WORK TO COMPLETE:
Find the line with "x=140, y=362" in the entries below, then reproduce it and every line after it down to and including the line with "x=495, y=903", exactly.

*** Opening TASK DATA ***

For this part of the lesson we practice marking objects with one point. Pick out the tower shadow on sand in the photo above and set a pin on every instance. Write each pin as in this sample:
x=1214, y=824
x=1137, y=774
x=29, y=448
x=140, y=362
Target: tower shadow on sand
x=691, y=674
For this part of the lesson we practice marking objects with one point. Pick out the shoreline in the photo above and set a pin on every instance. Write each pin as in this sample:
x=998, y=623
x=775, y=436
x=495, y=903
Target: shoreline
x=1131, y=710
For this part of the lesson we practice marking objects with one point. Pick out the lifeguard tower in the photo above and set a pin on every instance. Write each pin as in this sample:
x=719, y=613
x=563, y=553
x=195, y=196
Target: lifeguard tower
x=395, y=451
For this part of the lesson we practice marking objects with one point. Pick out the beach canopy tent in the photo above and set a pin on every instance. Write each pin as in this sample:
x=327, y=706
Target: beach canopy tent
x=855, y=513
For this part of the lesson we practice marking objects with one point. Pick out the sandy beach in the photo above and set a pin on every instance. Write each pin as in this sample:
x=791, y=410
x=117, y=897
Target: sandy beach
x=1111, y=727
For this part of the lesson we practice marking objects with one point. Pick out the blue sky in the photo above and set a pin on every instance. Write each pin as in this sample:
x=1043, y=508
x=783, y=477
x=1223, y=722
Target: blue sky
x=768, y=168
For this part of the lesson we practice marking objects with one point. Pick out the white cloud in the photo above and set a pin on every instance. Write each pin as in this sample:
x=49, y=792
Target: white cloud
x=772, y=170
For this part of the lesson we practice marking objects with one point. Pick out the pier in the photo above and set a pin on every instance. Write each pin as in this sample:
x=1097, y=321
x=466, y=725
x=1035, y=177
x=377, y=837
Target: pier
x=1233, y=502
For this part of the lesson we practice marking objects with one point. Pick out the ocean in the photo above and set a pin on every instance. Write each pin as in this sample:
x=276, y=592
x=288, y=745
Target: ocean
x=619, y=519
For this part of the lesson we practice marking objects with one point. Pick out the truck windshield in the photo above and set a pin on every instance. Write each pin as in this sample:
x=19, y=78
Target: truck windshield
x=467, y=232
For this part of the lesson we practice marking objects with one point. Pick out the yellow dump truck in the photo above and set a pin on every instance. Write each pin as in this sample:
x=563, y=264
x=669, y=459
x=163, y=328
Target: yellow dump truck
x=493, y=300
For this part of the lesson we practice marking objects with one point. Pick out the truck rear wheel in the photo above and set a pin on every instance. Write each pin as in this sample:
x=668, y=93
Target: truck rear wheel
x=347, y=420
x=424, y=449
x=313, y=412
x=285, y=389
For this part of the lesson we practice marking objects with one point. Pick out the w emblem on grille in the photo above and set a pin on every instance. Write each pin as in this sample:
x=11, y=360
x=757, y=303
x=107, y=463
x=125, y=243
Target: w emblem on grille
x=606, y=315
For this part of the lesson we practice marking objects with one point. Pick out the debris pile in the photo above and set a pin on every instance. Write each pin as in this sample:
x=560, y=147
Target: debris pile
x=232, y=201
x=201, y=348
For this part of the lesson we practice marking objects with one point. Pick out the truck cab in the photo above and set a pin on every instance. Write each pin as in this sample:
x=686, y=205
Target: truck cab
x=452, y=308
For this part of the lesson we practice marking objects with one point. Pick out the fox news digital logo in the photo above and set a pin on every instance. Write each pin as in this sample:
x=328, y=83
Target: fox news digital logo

*** Closing TASK DATA ***

EXERCISE SOLUTION:
x=140, y=362
Target: tower shadow on sand
x=691, y=674
For this part of the lesson we practice marking objects with one point. Pick out the shoreline in the photo above and set a pin on every instance. Write each pin as in this sample:
x=998, y=623
x=775, y=436
x=495, y=903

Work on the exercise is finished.